▽
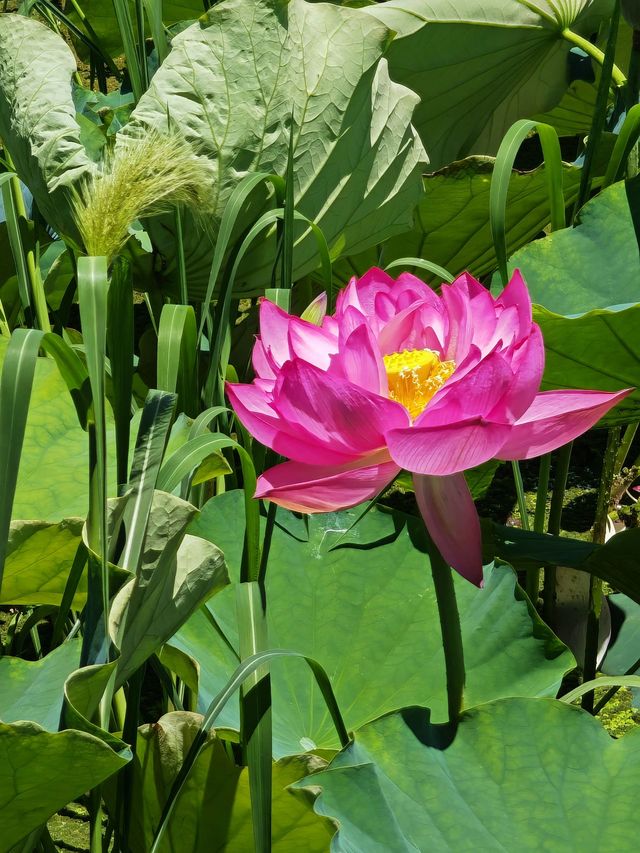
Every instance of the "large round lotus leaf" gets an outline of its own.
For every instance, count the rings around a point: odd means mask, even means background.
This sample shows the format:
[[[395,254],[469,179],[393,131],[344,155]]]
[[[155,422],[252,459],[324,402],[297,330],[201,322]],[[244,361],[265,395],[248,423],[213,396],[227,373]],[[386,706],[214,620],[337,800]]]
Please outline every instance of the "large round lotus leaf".
[[[335,853],[633,850],[640,732],[612,740],[551,699],[467,711],[453,742],[414,708],[377,720],[327,770],[315,809]]]
[[[434,168],[495,154],[509,127],[558,104],[571,44],[589,36],[611,0],[389,0],[364,9],[396,33],[394,80],[420,96],[414,125]]]
[[[0,369],[6,348],[6,341],[0,339]],[[116,471],[112,423],[107,407],[107,474],[113,486]],[[84,518],[88,509],[89,438],[78,423],[71,395],[55,361],[39,358],[12,517],[58,522],[72,516]]]
[[[93,163],[71,97],[76,60],[57,33],[23,15],[0,15],[0,138],[49,225],[76,237],[74,181]]]
[[[199,714],[165,714],[138,732],[133,761],[131,829],[132,853],[148,853],[171,785],[197,734]],[[335,827],[313,814],[315,796],[293,794],[288,786],[324,762],[315,756],[295,756],[273,765],[272,845],[274,853],[324,853]],[[114,785],[107,802],[114,798]],[[254,850],[249,778],[225,745],[210,732],[178,797],[158,853],[248,853]]]
[[[131,753],[120,746],[71,729],[0,723],[0,853],[124,767]]]
[[[640,262],[623,183],[585,205],[576,228],[530,243],[509,261],[529,287],[542,328],[542,387],[619,391],[640,388]],[[494,289],[501,285],[497,276]],[[640,390],[601,425],[640,417]]]
[[[424,258],[444,267],[452,275],[468,271],[485,276],[496,267],[496,254],[489,222],[489,190],[494,158],[467,157],[445,166],[424,179],[425,195],[414,213],[413,228],[391,237],[384,247],[343,258],[333,266],[334,281],[344,286],[352,275],[363,275],[398,258]],[[567,204],[575,201],[580,169],[565,164],[564,192]],[[549,224],[549,191],[544,166],[530,172],[513,172],[506,211],[507,251],[532,240]],[[391,270],[395,276],[399,269]],[[418,269],[424,281],[439,281]]]
[[[58,524],[46,521],[14,521],[2,575],[3,604],[60,604],[81,542],[82,518],[65,518]],[[83,573],[73,599],[80,609],[87,600]]]
[[[623,182],[589,201],[576,228],[529,243],[509,260],[519,269],[534,302],[556,314],[638,302],[638,241]],[[499,287],[498,277],[493,280]]]
[[[440,624],[420,522],[372,510],[352,529],[358,510],[304,520],[278,511],[269,550],[269,643],[318,660],[326,669],[349,729],[412,704],[446,718]],[[242,498],[209,501],[190,532],[216,542],[236,579],[242,550]],[[347,532],[348,531],[348,532]],[[489,569],[483,590],[456,576],[466,648],[465,702],[499,696],[549,696],[573,659],[530,614],[510,568]],[[223,590],[207,603],[224,640],[209,626],[180,647],[199,662],[204,706],[230,672],[220,668],[226,642],[238,648],[235,595]],[[337,748],[331,718],[304,663],[273,667],[274,752],[316,745]],[[226,722],[230,720],[226,718]]]
[[[0,658],[0,720],[14,723],[31,720],[57,731],[64,697],[64,683],[80,663],[81,640],[70,640],[42,660]]]
[[[427,157],[411,125],[418,99],[382,58],[389,37],[359,9],[304,0],[227,0],[175,36],[123,132],[170,125],[212,162],[212,233],[185,219],[190,295],[204,296],[231,192],[247,172],[285,175],[290,140],[295,206],[333,258],[410,227]],[[166,217],[150,229],[168,287],[178,280],[174,227]],[[274,257],[275,239],[260,235],[236,289],[262,293]],[[317,266],[309,234],[294,276]]]

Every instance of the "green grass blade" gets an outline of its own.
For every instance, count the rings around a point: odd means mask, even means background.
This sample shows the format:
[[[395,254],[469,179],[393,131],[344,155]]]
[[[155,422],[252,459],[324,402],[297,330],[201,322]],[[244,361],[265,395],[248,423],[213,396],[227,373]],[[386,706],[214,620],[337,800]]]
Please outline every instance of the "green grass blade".
[[[205,409],[205,411],[201,412],[191,424],[189,429],[189,438],[195,438],[197,435],[202,435],[207,432],[211,421],[214,421],[220,415],[224,415],[230,411],[231,410],[226,406],[211,406],[211,408]]]
[[[537,130],[542,145],[545,163],[545,176],[549,193],[549,212],[551,229],[557,231],[566,225],[565,201],[562,188],[563,170],[560,141],[555,129],[543,122],[521,119],[513,124],[505,134],[493,167],[489,190],[489,222],[495,247],[498,270],[503,284],[507,283],[507,195],[516,154],[522,142]]]
[[[87,537],[89,547],[100,560],[100,590],[89,596],[100,602],[104,620],[104,636],[109,636],[109,565],[107,541],[107,429],[105,411],[105,362],[107,357],[107,294],[109,276],[107,259],[78,258],[78,301],[84,339],[87,372],[91,386],[92,423],[90,437],[89,514]],[[89,578],[95,577],[89,572]]]
[[[151,38],[158,52],[159,65],[162,65],[169,54],[169,39],[162,22],[162,0],[143,0],[143,3],[149,21]]]
[[[91,386],[87,368],[76,351],[61,337],[54,335],[53,332],[43,335],[40,346],[55,359],[60,375],[66,382],[71,394],[80,426],[86,430],[91,410]]]
[[[153,492],[169,438],[175,403],[175,394],[149,391],[142,410],[129,477],[131,496],[125,511],[127,538],[119,560],[119,565],[130,572],[137,573],[140,566]]]
[[[207,291],[202,304],[202,317],[200,318],[200,326],[198,328],[198,342],[200,341],[202,332],[204,331],[209,313],[209,305],[213,299],[216,282],[218,281],[224,258],[229,250],[231,237],[233,236],[233,231],[236,227],[238,217],[240,216],[245,202],[254,189],[266,181],[270,181],[273,184],[276,194],[283,193],[284,182],[282,181],[282,178],[279,178],[277,175],[270,175],[267,172],[256,172],[255,174],[247,175],[246,178],[243,178],[229,197],[229,201],[227,202],[220,221],[218,239],[216,240],[216,247],[211,261],[211,268],[209,270],[209,281],[207,283]]]
[[[220,299],[218,302],[217,310],[216,310],[216,324],[214,326],[214,338],[213,344],[211,346],[211,360],[210,360],[210,377],[207,381],[207,388],[213,389],[213,394],[215,397],[215,389],[218,387],[218,383],[213,381],[211,378],[211,374],[214,371],[218,372],[218,375],[224,376],[226,372],[226,360],[222,358],[223,346],[225,340],[227,340],[227,330],[229,326],[229,311],[231,307],[231,297],[233,293],[233,285],[235,283],[236,275],[238,273],[238,268],[242,263],[242,259],[246,255],[249,250],[251,244],[256,239],[256,237],[260,234],[261,231],[264,231],[265,228],[268,228],[270,225],[273,225],[274,222],[282,219],[285,215],[283,208],[276,208],[275,210],[269,210],[264,213],[249,229],[247,235],[242,240],[240,247],[235,255],[235,259],[233,262],[233,266],[231,267],[231,272],[227,277],[226,281],[223,284],[223,287],[220,292]],[[322,264],[323,278],[325,281],[325,286],[328,289],[329,293],[329,301],[331,302],[332,298],[332,283],[331,283],[331,256],[329,254],[329,247],[327,245],[327,241],[325,239],[322,230],[312,222],[307,216],[300,213],[297,210],[292,212],[292,217],[294,219],[305,222],[309,228],[311,229],[312,234],[316,238],[316,242],[318,245],[318,252],[320,255],[320,260]],[[222,396],[222,395],[220,395]],[[212,401],[214,402],[214,401]],[[220,402],[220,401],[218,401]]]
[[[127,60],[127,71],[129,72],[129,78],[131,79],[133,96],[137,103],[145,91],[144,80],[146,78],[146,71],[141,67],[140,53],[138,52],[138,45],[136,44],[133,20],[128,0],[113,0],[113,9],[116,15],[118,29],[120,30],[120,38],[122,39],[124,55]],[[144,45],[142,45],[142,49],[144,50]]]
[[[185,757],[182,767],[180,768],[173,782],[173,785],[171,786],[171,790],[164,805],[162,815],[160,817],[160,822],[158,824],[158,828],[156,829],[156,834],[154,836],[153,844],[149,853],[158,853],[158,850],[160,849],[160,845],[162,843],[162,839],[164,837],[164,833],[169,825],[169,820],[171,818],[171,814],[177,802],[178,796],[180,795],[184,783],[189,777],[191,768],[193,767],[200,753],[200,750],[206,742],[207,732],[213,726],[229,699],[234,695],[236,690],[238,690],[242,686],[244,681],[250,675],[252,675],[252,673],[263,667],[266,663],[269,663],[270,661],[273,661],[277,658],[283,657],[302,658],[304,661],[306,661],[307,665],[311,669],[311,672],[313,673],[314,678],[316,679],[316,683],[325,701],[327,710],[331,715],[331,719],[336,728],[336,732],[338,733],[341,746],[344,748],[349,745],[349,734],[344,724],[344,720],[342,719],[340,707],[333,692],[333,688],[331,687],[331,682],[327,673],[324,671],[318,661],[314,660],[313,658],[307,657],[306,655],[302,654],[302,652],[296,652],[290,649],[272,649],[271,651],[260,652],[259,654],[247,658],[246,660],[242,661],[242,663],[238,666],[238,668],[236,669],[232,677],[229,679],[227,684],[220,691],[220,693],[218,693],[211,705],[209,705],[207,713],[205,714],[204,720],[200,727],[200,731],[194,738],[194,741]]]
[[[266,598],[259,583],[236,587],[240,659],[269,648]],[[252,672],[240,688],[240,742],[249,768],[253,843],[256,853],[271,850],[271,679],[269,668]]]
[[[133,279],[125,258],[117,258],[111,272],[107,301],[107,346],[113,386],[118,486],[127,482],[131,401],[133,395]]]
[[[233,439],[216,433],[198,435],[189,439],[162,466],[157,488],[163,492],[172,492],[207,457],[220,453],[226,447],[233,447],[234,444]]]
[[[191,305],[164,305],[158,327],[158,388],[178,394],[178,411],[198,411],[196,315]]]
[[[13,172],[5,172],[0,175],[0,190],[2,191],[2,203],[4,205],[4,213],[7,221],[9,247],[11,248],[13,263],[16,267],[18,296],[20,297],[23,311],[26,313],[27,317],[30,318],[32,312],[31,283],[29,281],[27,259],[22,245],[22,235],[20,234],[18,212],[14,204],[12,187],[12,184],[17,180],[18,178],[13,174]]]
[[[40,331],[16,329],[9,340],[0,376],[0,588],[41,340]]]
[[[602,71],[600,72],[596,105],[593,111],[593,119],[591,121],[591,130],[587,137],[584,164],[582,166],[582,174],[580,175],[580,188],[578,190],[578,198],[573,211],[574,221],[578,215],[578,211],[583,204],[588,201],[589,195],[591,194],[591,171],[593,169],[593,162],[600,142],[600,137],[602,136],[607,120],[609,87],[611,86],[611,80],[613,78],[619,23],[620,0],[616,0],[609,23],[609,37],[607,38],[607,46],[604,52],[604,59],[602,61]]]

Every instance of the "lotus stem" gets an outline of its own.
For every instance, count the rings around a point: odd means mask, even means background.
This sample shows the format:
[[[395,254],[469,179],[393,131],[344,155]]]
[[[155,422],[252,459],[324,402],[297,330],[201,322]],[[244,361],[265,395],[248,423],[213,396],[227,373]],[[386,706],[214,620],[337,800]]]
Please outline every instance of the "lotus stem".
△
• _Objective_
Report each line of the records that contains the string "leaf". Case matters.

• _Worked answer_
Every instance of the "large round lotus leaf" gets an outline of its own.
Please outline every instance of the "large round lotus leaf".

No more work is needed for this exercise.